> [TASK ITEM]: Set all of the entries down again precisely as they are written.

> [ENTRIES PROVIDED]:
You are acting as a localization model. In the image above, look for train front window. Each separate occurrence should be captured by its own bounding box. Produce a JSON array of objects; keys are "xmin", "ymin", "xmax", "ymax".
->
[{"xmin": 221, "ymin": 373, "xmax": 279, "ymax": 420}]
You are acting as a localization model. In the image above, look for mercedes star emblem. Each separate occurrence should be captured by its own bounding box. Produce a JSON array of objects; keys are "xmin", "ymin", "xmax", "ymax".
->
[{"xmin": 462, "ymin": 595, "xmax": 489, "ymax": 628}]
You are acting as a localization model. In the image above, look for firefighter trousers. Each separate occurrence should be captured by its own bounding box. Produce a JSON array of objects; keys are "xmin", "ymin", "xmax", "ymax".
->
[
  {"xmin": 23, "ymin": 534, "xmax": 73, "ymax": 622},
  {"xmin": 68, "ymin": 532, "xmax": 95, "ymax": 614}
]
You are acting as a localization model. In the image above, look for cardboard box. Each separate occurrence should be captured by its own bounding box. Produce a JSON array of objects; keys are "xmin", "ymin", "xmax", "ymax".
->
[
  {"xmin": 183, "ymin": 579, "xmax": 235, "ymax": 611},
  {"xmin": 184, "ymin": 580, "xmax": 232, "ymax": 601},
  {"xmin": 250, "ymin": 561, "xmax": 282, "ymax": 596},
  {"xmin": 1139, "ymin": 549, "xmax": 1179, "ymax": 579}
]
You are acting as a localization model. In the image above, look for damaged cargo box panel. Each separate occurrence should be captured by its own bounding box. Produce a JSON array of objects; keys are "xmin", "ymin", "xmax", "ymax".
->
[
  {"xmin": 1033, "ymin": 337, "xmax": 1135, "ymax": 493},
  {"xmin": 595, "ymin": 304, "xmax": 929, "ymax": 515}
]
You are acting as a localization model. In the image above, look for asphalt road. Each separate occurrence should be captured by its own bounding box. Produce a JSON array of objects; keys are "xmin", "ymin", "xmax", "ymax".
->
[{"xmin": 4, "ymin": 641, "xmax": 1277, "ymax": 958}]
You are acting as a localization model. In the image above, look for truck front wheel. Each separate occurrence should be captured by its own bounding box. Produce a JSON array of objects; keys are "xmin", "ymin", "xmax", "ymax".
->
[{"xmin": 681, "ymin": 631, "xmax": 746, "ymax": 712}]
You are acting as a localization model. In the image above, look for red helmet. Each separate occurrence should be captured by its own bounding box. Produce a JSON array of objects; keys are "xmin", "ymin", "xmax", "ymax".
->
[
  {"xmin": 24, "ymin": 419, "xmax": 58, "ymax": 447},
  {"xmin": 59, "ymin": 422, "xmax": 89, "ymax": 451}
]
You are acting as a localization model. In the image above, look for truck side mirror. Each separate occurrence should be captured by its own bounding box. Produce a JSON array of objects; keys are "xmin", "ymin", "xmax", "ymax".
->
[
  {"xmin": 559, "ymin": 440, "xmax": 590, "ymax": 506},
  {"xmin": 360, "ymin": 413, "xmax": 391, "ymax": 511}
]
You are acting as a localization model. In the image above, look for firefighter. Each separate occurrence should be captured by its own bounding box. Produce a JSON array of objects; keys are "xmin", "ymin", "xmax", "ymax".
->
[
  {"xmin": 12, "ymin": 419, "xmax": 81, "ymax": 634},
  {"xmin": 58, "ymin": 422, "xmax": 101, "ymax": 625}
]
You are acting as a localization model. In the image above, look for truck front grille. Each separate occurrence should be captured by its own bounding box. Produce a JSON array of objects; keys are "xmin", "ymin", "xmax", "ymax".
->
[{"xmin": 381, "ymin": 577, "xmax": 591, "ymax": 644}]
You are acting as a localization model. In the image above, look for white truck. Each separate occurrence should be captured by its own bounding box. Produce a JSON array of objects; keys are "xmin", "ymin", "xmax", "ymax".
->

> [RESPONSE]:
You are acting as a localization model. In the image above, look for train front window. Each separate occurrence should be captured by its own bounding box. Produce a JSON array of objects; keys are "xmin", "ymin", "xmax", "ymax".
->
[{"xmin": 221, "ymin": 373, "xmax": 279, "ymax": 420}]
You are acting as a localization model. In the image above, look for mercedes star emblem. Each separate occurrence should be captured by its own bounding box. Produce a JSON array of objects; keys are "xmin", "ymin", "xmax", "ymax".
->
[{"xmin": 462, "ymin": 595, "xmax": 489, "ymax": 628}]
You are acting as a localization model. In the image above, look for firefighter trousers. Each separate occurrence should be captured by its own bounding box. Produce a JSON array of objects; keys are "xmin", "ymin", "xmax", "ymax".
->
[
  {"xmin": 23, "ymin": 534, "xmax": 73, "ymax": 622},
  {"xmin": 68, "ymin": 532, "xmax": 95, "ymax": 614}
]
You are acting as a localization model. In the image above, look for cardboard box. Each separate occurrence should be captured by its own bounding box. Produce a JSON array of objects; keys are "xmin", "ymin", "xmax", "ymax".
->
[
  {"xmin": 183, "ymin": 579, "xmax": 235, "ymax": 611},
  {"xmin": 184, "ymin": 580, "xmax": 232, "ymax": 601},
  {"xmin": 250, "ymin": 561, "xmax": 282, "ymax": 596},
  {"xmin": 1139, "ymin": 549, "xmax": 1179, "ymax": 579}
]
You are acting as a localization model. In the image above, look for damaged cargo box panel. Each separate occurrence should be captured by its own bounding box. Produce a JSON array of objects; keys are "xmin", "ymin", "xmax", "ymax".
->
[
  {"xmin": 1033, "ymin": 337, "xmax": 1135, "ymax": 493},
  {"xmin": 595, "ymin": 304, "xmax": 929, "ymax": 515}
]
You are acting as a localization model. In the image above, look for asphalt road. Each separate occurrence should be captured by its own bounding box. Produce a JSON array of objects; keys are "xmin", "ymin", "xmax", "ymax".
->
[{"xmin": 4, "ymin": 641, "xmax": 1277, "ymax": 958}]
You are acting as a localization model. In the image above, look for truck front wheel. Each separate occurrence should be captured by its own bounding box. Produce a JSON array of objects; keys are "xmin", "ymin", "xmax", "ymax".
->
[{"xmin": 681, "ymin": 631, "xmax": 746, "ymax": 712}]
You are acting as a localization model. In the image above, look for red helmet. Each separate occurrence should be captured by its own bounding box. Produce a JSON array of objects; keys are "xmin", "ymin", "xmax", "ymax".
->
[
  {"xmin": 24, "ymin": 419, "xmax": 58, "ymax": 447},
  {"xmin": 59, "ymin": 422, "xmax": 89, "ymax": 451}
]
You are acting as a localization model. In the image above, look for truck side mirror. Each separate occurrence should be captured by its own bounding box. Produce a JSON array of objects; keys are "xmin", "ymin", "xmax", "ymax".
->
[
  {"xmin": 559, "ymin": 440, "xmax": 590, "ymax": 506},
  {"xmin": 360, "ymin": 413, "xmax": 391, "ymax": 511}
]
You are acting as a localization model. In the image above, look for firefighter. Each separate occurrence should be captured by its own bounding box. Produce a JSON array of objects; keys are "xmin", "ymin", "xmax", "ymax".
->
[
  {"xmin": 12, "ymin": 419, "xmax": 81, "ymax": 634},
  {"xmin": 58, "ymin": 422, "xmax": 101, "ymax": 625}
]
You are acting as a localization model. In the image above, look for truck front grille. Each separate occurrence should be captured by its own bounding box. Produce a JSON array of objects; keys are "xmin", "ymin", "xmax", "ymax".
->
[{"xmin": 381, "ymin": 577, "xmax": 591, "ymax": 644}]
You are acting as a localization model. In the image above, look for white truck. Each separate occurrence should be captured by its own bounding box. Produce a JSON array of objects; keys are "xmin", "ymin", "xmax", "ymax".
->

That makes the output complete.